Questions on the material:
• 1. In the blog post on greed, rewrite the paragraph beginning "Our economy took a dive" in two or three shorter sentences, keeping its main facts.
• 2. In one to three sentences, using the blog post on greed, explain why the friend's husband is trying to take everything he can and why he will probably get it.
• 3. Carry on the blog post on greed past its final sentence.
--- Given text Enclosed Below ---
Our economy took a dive.  Executives like those at Tyco and Enron were exposed for who and what they were and shamed for the damage they did.  Their victims were never compensated, but at least there was national, if not worldwide shame.  Then came the War on Terror – GWB always made it sound like “the War on Tara”, as if we were attacking the plantation from Gone With the Wind – and like confused children, we were hoping that things would get back to normal, that our world would make sense again.  But alas, that world was also gone with the wind.

(Please note that the opinions expressed here are just that – opinions – and my own.)  Instead, we’ve been sucked into eight years of bloodsucking, fiscally exhausting conflict that has apparently done nothing but fill with impunity the pockets of a few very special cronies of the past administration.  We all know it.  We just can’t do a damn thing about it.  Those of us who aren’t in a position to benefit from someone else’s power plays are resentful.  In fact, we’re sitting here watching what little savings we have left rise and fall according to the temperament of the stock market.  I swear, if I didn’t need my “assets” to be liquid, I’d be invested in real estate.  Maybe that’s not a bad idea.  As liquid as they are now, they’re getting pissed away.

And so, the point of this post….greed.  It magnificently and unjustly benefits a few.  I had lunch today with a  friend who is going through a divorce (join the club.)  Her “wasband” is trying to take her for everything he can, because he’s angry that she wants a divorce.  Her lawyer says he’s never seen anything like it.  And because she made more money than he did, he’ll probably get it.  Is he deserving?  No.  It’s nothing but greed.  Greed.  One of the seven deadly sins.  The question is, deadly to whom?  To the one whose soul is consumed by it?  Who has deluded oneself into thinking that things, money, revenge will soothe any pain that exists in the depths of the heart?  To the one who is now rich is assets but poor in spirit?
--- End of Enclosed Given text ---
--- Raw data Enclosed Below ---
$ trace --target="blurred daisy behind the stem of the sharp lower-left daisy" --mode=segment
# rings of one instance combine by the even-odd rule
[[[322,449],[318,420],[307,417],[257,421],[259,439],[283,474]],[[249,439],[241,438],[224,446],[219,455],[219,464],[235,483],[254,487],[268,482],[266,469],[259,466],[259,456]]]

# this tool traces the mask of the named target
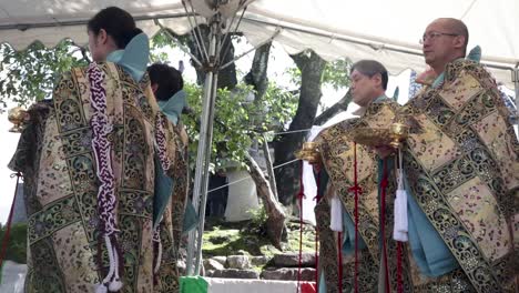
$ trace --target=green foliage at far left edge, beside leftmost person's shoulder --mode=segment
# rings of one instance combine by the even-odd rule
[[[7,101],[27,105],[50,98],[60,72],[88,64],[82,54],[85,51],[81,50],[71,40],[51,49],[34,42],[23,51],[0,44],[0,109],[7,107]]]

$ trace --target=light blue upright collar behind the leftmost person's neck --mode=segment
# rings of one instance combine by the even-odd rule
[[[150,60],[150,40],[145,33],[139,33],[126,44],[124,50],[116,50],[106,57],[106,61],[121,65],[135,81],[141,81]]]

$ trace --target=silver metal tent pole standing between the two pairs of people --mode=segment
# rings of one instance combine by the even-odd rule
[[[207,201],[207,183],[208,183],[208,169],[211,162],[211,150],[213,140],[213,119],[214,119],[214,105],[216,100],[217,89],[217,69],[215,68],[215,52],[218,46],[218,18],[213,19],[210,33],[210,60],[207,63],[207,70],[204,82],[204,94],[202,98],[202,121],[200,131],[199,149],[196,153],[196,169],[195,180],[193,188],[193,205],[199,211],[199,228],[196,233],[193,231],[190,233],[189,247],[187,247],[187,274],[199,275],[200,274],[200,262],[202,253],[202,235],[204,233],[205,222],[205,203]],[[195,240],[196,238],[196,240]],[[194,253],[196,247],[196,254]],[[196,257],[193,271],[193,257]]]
--- End of Enclosed Raw data ---
Expected results:
• 1. The economy declined, and executives at companies such as Tyco and Enron were exposed and publicly shamed, though their victims were never compensated. The War on Terror followed, which GWB always made sound like "the War on Tara." People hoped life would return to normal, but that old world was gone too.

• 2. He is trying to take everything because he is angry that she wants a divorce. He will probably get it because she made more money than he did.

• 3.
I have committed some of the 7 Deadlies myself.  I’ve been able to rationalize my actions – to delude myself, just like people who are guided by nothing but greed, into thinking that what I was doing was okay.  I’ve suffered the consequences, justifiably, and come out the other side.

I now comfort myself with the knowledge that those who are consumed by materialism, covetousness, and selfishness, deserve my pity.  And I know that they’ll get their comeuppance.  Greed may be the new black, but it will go out of style again.  It always does.  The richest people are the ones with their love of life and others intact. 

He who dies with the most stuff doesn’t win – he still dies.  Maybe one day, the people who live their lives driven by greed, will see that.  But I’m not holding my breath.  Then again, thank heavens, I don’t have to.